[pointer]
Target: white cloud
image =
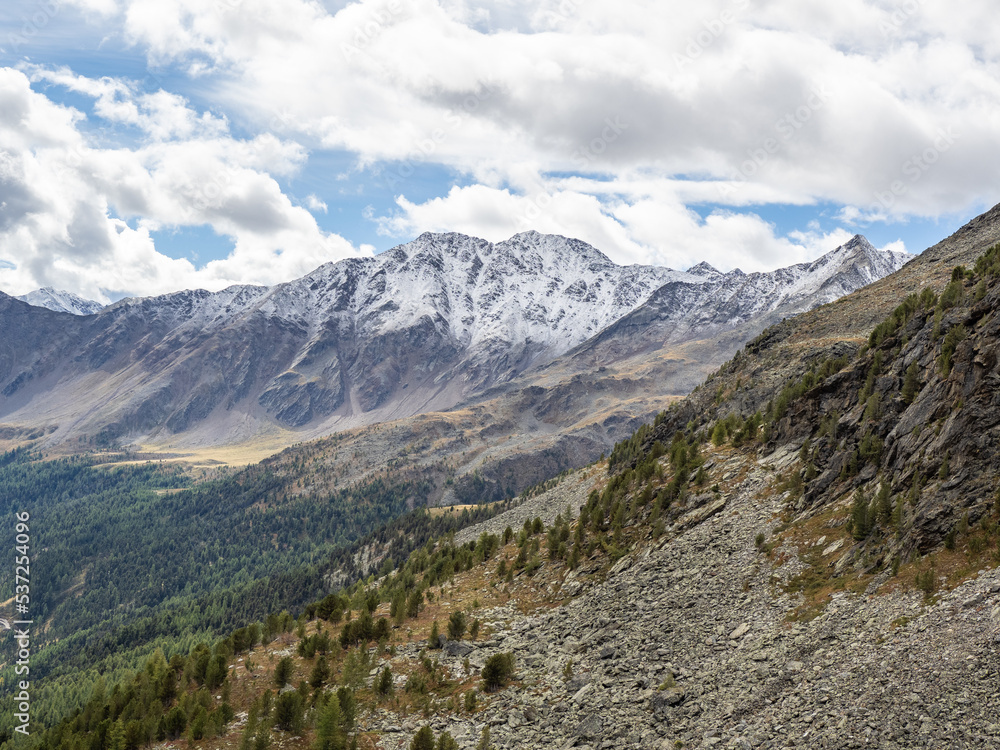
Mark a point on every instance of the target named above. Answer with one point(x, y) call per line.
point(652, 108)
point(700, 87)
point(79, 217)
point(648, 227)
point(316, 204)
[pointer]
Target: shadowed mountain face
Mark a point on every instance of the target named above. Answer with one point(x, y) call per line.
point(417, 329)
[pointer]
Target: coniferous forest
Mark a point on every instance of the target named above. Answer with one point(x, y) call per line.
point(135, 558)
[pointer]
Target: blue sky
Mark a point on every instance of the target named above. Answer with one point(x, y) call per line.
point(152, 145)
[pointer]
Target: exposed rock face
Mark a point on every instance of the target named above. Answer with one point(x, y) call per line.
point(416, 329)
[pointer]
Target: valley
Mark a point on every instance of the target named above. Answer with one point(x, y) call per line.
point(714, 581)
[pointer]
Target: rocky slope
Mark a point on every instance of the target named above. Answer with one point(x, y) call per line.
point(687, 642)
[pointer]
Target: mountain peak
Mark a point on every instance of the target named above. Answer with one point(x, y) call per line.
point(61, 301)
point(704, 269)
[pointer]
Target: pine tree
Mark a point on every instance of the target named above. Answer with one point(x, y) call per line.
point(383, 685)
point(320, 673)
point(423, 739)
point(283, 671)
point(329, 732)
point(456, 625)
point(861, 521)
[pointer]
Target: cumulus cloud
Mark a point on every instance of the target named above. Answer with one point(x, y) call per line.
point(655, 227)
point(653, 130)
point(78, 216)
point(316, 204)
point(839, 96)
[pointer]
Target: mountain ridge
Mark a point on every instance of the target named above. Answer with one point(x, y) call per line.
point(419, 328)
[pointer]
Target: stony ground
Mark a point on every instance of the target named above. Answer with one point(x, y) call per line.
point(686, 644)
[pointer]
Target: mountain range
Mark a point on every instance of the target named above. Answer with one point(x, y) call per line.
point(418, 329)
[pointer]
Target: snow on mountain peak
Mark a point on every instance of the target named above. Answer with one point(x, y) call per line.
point(61, 301)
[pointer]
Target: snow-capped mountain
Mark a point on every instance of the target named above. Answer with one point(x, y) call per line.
point(682, 310)
point(61, 301)
point(417, 328)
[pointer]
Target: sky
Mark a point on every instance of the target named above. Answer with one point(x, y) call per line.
point(148, 146)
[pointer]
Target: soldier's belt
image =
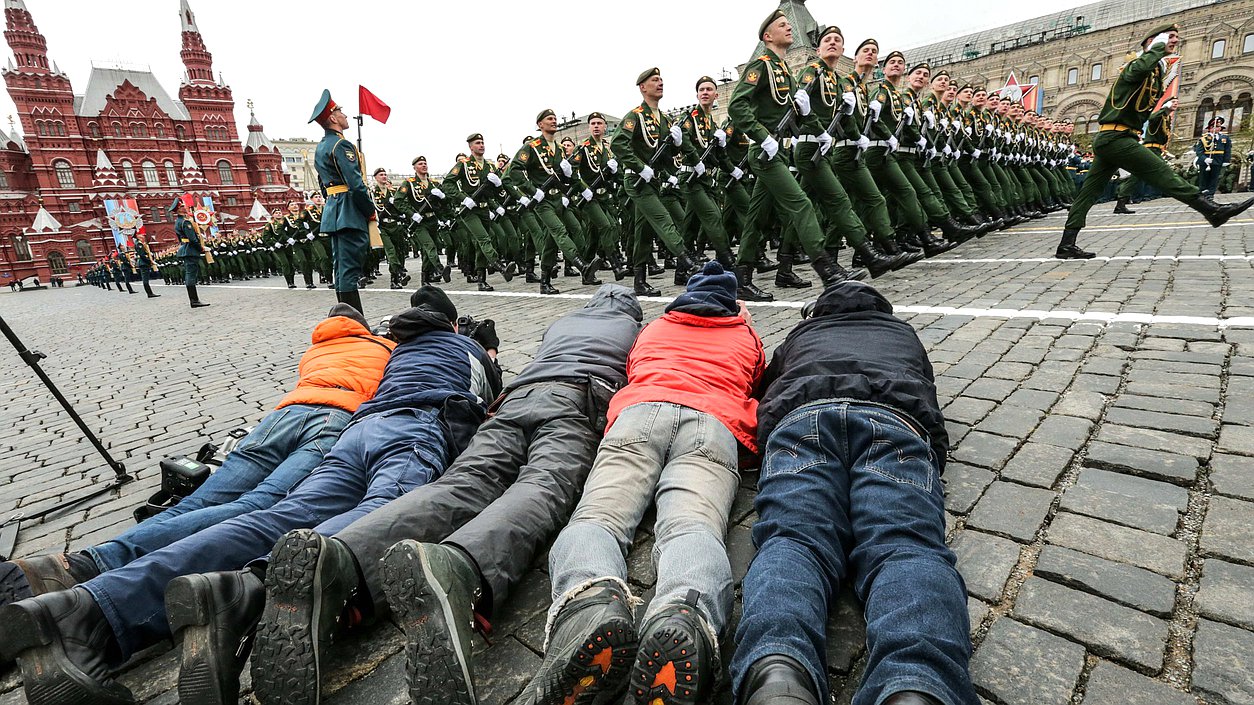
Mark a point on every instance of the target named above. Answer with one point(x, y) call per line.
point(1119, 128)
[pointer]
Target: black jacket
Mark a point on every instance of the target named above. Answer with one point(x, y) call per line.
point(854, 349)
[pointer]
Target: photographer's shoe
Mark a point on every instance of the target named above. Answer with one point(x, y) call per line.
point(215, 616)
point(307, 583)
point(62, 640)
point(432, 591)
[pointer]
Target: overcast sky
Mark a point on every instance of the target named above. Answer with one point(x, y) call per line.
point(458, 67)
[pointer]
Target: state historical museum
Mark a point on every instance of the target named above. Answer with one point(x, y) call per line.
point(122, 138)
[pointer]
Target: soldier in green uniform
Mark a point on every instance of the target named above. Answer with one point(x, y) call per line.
point(391, 227)
point(1131, 99)
point(189, 250)
point(764, 95)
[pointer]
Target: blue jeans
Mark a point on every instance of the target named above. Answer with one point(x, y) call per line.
point(852, 489)
point(376, 459)
point(267, 463)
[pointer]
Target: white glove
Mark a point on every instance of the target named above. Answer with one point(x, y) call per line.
point(770, 147)
point(803, 102)
point(824, 142)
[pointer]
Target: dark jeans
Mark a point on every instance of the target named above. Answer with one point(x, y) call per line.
point(284, 448)
point(376, 459)
point(504, 497)
point(850, 489)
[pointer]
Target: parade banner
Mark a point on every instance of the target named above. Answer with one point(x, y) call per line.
point(124, 221)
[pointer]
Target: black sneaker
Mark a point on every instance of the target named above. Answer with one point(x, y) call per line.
point(675, 662)
point(590, 650)
point(432, 591)
point(307, 583)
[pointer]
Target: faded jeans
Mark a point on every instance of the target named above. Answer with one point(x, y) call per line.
point(686, 462)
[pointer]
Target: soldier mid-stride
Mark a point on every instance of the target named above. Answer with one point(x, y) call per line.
point(1117, 144)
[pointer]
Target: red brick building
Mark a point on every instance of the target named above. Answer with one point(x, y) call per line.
point(123, 137)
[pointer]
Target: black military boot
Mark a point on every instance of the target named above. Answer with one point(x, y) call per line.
point(63, 644)
point(746, 289)
point(1218, 213)
point(778, 680)
point(213, 616)
point(432, 591)
point(590, 649)
point(641, 285)
point(307, 585)
point(547, 282)
point(830, 271)
point(675, 664)
point(784, 276)
point(1069, 250)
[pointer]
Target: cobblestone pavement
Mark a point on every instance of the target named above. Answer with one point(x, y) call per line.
point(1100, 493)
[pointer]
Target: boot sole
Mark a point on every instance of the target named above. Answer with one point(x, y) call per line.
point(596, 670)
point(666, 670)
point(285, 660)
point(438, 669)
point(189, 610)
point(48, 675)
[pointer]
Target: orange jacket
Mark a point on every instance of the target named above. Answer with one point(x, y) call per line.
point(342, 368)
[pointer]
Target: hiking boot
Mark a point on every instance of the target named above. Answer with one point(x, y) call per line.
point(62, 640)
point(590, 649)
point(307, 583)
point(213, 616)
point(432, 591)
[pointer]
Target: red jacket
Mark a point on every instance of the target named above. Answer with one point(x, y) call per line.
point(709, 364)
point(342, 368)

★ ★ ★ ★ ★ ★ ★

REQUIREMENT - Copy only this part of the entries above: the line with "Target: exposed rock face", the line with "Target: valley", and the lines between, all exactly as written.

SOLUTION TO THE EXERCISE -
Target: exposed rock face
Mark a point on every instance of the target named above. Answer with one point(x, y) call per line.
point(416, 329)
[pointer]
Target: valley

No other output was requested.